→ **Your task**: Print only the line with "Final QA check: confirm every blue building" and the lines after it, ending with the last line of the material, each exactly as it stands.

→ **Listed entries**:
####
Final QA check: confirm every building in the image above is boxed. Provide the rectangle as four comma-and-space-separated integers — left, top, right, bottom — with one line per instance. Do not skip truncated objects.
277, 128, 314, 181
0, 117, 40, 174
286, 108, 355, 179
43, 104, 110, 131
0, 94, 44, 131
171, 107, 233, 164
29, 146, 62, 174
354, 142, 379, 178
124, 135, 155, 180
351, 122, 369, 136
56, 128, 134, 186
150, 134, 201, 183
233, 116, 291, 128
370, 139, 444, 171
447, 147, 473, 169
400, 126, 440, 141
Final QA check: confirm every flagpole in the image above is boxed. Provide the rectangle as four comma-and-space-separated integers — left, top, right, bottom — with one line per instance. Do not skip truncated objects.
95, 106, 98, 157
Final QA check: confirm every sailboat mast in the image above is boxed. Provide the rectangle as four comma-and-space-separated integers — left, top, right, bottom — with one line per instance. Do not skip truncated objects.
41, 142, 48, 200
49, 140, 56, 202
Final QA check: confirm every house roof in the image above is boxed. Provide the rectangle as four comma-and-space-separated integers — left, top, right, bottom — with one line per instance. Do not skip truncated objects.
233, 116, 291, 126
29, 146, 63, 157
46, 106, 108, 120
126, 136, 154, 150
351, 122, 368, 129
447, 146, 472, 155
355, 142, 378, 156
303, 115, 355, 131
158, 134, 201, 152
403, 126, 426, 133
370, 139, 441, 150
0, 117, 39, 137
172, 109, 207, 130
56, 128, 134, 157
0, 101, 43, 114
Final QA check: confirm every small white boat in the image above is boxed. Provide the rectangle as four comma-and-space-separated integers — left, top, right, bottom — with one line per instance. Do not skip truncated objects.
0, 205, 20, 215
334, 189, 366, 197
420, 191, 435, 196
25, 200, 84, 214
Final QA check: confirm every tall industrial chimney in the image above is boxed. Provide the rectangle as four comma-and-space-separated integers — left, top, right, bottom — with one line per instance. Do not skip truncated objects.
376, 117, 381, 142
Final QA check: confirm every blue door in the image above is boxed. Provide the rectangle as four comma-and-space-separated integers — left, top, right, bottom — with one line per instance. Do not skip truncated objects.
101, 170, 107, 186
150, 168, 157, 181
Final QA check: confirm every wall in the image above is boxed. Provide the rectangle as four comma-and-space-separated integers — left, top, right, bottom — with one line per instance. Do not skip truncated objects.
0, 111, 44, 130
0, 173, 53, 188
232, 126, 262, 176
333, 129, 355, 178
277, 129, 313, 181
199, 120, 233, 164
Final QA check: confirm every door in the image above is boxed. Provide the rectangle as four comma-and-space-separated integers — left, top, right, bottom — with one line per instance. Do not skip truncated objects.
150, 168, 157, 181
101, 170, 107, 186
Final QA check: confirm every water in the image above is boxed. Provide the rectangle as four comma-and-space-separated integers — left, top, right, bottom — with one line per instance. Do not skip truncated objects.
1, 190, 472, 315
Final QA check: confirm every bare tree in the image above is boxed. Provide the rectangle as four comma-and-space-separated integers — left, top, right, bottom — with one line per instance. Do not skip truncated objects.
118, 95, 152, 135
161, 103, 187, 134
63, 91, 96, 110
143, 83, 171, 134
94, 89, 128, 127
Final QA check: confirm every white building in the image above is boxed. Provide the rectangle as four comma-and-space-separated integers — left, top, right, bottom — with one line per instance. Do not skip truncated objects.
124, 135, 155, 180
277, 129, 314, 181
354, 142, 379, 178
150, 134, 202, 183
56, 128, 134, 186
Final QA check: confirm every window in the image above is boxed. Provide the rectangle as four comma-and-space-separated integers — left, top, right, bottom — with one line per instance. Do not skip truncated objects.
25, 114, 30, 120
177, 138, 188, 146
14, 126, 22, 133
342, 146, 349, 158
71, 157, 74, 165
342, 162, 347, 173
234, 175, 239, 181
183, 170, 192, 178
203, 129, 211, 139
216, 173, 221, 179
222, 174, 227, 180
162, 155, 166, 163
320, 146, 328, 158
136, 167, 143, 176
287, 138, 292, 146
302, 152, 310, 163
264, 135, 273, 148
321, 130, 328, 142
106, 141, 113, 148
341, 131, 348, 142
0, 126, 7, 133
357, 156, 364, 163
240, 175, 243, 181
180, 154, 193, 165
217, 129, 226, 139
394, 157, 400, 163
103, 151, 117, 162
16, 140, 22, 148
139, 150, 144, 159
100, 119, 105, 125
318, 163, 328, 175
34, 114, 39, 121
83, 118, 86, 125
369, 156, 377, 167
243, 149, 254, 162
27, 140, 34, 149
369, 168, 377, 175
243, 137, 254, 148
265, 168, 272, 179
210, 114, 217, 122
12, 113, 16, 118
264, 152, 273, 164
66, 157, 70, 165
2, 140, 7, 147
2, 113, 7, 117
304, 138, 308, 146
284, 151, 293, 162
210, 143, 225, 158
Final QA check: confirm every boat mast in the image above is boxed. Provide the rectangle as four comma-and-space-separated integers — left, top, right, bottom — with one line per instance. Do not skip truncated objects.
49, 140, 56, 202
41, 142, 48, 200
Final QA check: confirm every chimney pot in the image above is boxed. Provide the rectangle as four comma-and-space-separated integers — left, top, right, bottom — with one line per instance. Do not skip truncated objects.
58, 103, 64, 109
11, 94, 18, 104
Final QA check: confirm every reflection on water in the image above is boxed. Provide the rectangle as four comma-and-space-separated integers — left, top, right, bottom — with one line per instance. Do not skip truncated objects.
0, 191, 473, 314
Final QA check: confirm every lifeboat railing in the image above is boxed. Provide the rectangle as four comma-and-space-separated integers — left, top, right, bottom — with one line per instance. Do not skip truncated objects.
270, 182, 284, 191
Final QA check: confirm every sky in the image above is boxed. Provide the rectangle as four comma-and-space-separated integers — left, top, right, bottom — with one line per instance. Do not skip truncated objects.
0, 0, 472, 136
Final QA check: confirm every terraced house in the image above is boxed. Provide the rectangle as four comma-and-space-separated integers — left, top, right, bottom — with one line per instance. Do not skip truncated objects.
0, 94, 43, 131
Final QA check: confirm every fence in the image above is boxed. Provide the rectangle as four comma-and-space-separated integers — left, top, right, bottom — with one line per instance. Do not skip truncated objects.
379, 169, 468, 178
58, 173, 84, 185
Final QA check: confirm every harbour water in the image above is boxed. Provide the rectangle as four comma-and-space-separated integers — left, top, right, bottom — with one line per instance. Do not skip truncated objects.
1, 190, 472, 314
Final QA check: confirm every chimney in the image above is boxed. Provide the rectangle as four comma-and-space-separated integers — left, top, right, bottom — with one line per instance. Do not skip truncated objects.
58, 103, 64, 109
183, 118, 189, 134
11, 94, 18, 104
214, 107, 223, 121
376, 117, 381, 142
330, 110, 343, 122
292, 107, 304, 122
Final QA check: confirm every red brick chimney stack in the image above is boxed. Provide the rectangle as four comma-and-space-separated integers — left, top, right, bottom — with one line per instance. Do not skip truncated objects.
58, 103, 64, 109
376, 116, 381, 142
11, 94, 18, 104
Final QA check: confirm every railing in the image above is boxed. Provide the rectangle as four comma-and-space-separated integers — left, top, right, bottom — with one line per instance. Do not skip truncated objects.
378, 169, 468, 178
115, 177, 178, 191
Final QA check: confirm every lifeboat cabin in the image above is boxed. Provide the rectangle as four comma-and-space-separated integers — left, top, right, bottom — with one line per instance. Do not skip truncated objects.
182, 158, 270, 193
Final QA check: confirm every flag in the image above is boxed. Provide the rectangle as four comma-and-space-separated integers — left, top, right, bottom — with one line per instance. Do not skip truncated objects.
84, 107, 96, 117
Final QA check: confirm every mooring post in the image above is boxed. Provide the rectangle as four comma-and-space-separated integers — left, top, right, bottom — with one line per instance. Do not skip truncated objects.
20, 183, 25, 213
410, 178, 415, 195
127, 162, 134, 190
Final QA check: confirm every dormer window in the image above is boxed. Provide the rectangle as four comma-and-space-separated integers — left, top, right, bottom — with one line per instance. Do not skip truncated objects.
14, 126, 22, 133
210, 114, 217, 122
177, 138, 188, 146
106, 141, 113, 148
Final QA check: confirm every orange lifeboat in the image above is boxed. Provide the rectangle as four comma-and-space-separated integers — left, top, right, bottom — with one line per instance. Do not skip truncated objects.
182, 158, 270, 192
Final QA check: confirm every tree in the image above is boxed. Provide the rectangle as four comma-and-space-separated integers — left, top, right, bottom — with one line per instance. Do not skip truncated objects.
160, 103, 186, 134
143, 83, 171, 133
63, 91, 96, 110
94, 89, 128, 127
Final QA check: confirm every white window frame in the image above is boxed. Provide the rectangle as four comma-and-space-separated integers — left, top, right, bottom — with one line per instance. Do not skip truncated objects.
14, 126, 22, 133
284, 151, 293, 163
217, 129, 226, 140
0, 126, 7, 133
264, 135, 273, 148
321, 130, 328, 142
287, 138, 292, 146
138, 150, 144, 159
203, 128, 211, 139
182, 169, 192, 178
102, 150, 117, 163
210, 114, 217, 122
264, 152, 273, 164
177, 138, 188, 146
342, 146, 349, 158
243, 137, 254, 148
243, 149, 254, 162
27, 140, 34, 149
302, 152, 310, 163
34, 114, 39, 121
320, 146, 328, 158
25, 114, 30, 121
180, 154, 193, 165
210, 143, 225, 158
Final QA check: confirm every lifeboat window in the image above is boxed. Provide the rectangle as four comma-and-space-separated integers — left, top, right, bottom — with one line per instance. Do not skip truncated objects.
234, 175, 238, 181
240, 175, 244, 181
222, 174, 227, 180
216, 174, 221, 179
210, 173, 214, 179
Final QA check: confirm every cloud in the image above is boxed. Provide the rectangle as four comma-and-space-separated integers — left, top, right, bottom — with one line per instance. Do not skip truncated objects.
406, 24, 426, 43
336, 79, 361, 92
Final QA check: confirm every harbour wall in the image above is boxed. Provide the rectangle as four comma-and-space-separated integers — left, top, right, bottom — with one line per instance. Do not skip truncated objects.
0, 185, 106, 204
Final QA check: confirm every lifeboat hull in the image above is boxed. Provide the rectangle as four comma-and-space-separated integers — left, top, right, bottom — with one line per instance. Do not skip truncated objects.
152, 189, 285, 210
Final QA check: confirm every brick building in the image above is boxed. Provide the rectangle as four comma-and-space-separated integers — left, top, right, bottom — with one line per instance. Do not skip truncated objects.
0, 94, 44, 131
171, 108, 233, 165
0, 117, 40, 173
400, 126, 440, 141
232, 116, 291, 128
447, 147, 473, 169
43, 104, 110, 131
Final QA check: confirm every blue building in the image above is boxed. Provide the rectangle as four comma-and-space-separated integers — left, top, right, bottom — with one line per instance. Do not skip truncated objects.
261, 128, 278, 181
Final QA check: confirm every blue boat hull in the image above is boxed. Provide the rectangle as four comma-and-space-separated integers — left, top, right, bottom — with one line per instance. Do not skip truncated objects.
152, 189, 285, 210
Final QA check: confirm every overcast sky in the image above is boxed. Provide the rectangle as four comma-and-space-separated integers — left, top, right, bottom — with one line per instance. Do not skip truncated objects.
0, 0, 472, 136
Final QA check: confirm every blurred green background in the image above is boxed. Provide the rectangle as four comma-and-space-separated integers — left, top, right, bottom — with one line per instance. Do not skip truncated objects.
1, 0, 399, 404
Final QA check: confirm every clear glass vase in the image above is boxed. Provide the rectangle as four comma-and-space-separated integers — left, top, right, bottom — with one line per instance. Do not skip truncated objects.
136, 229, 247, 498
####
→ **Final answer**:
Final QA check: confirm every blue building in the image above is boxed. Provide the rectangle as four comma-and-space-separated integers — left, top, right, bottom — with one line per instance. Do not skip truncated objects.
261, 128, 278, 181
Final QA check: confirm every blue boat hull in the image above is boxed. Provide the rectangle as four comma-and-space-separated integers — left, top, right, bottom — with one line per instance. Do not skip truncated objects.
152, 189, 285, 210
Final QA check: confirm every overcast sky in the image above is boxed. Provide the rectangle as four comma-and-space-separated integers — left, top, right, bottom — with one line per instance. Do not skip truncated objects.
0, 0, 472, 136
Final QA check: confirm every blurred green background in the image above is boxed. Provide the rectangle as four comma-and-space-separated integers — left, top, right, bottom — with one line per instance. Do not skip truncated objects.
1, 0, 399, 404
Final QA check: confirm every clear glass vase in the image above is boxed. Provide the rectangle as four comma-and-space-separated integers — left, top, right, bottom — with one line per instance. Do not skip truncated objects.
136, 229, 247, 498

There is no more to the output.